- **Exercise goal**
Count the lines in the listing below that contain the string "fork", with uppercase and lowercase letters treated as different, and reply with only that number.

- **Records provided**
◆ ◆ ◆

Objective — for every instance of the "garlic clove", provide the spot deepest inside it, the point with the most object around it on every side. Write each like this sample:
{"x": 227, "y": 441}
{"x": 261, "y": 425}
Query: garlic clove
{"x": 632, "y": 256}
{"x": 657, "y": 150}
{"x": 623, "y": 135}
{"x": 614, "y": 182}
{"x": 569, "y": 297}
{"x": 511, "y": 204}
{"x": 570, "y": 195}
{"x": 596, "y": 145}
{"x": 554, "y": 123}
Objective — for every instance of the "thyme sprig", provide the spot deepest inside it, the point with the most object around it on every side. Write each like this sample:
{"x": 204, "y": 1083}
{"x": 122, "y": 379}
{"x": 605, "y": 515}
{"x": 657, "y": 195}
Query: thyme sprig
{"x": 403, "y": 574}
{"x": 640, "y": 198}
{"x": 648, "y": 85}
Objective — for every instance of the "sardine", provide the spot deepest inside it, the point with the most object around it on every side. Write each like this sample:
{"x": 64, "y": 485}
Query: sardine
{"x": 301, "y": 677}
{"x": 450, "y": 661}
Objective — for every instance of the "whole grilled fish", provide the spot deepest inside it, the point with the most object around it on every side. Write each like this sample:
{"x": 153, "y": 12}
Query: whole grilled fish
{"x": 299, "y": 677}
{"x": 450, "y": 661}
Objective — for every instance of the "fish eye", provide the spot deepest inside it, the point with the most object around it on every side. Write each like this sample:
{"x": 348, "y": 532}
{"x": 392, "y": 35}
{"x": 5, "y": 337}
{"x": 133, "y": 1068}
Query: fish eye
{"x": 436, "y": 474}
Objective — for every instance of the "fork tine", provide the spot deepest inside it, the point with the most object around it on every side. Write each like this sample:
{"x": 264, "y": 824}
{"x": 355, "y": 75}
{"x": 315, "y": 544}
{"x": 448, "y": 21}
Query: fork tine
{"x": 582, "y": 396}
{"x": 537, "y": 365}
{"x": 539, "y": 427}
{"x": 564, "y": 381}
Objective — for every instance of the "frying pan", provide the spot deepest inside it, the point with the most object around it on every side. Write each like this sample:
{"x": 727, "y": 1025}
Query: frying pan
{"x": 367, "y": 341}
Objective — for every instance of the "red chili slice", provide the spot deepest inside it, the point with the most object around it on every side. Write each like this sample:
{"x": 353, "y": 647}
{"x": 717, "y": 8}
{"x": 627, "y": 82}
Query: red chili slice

◆ ◆ ◆

- **Right answer**
2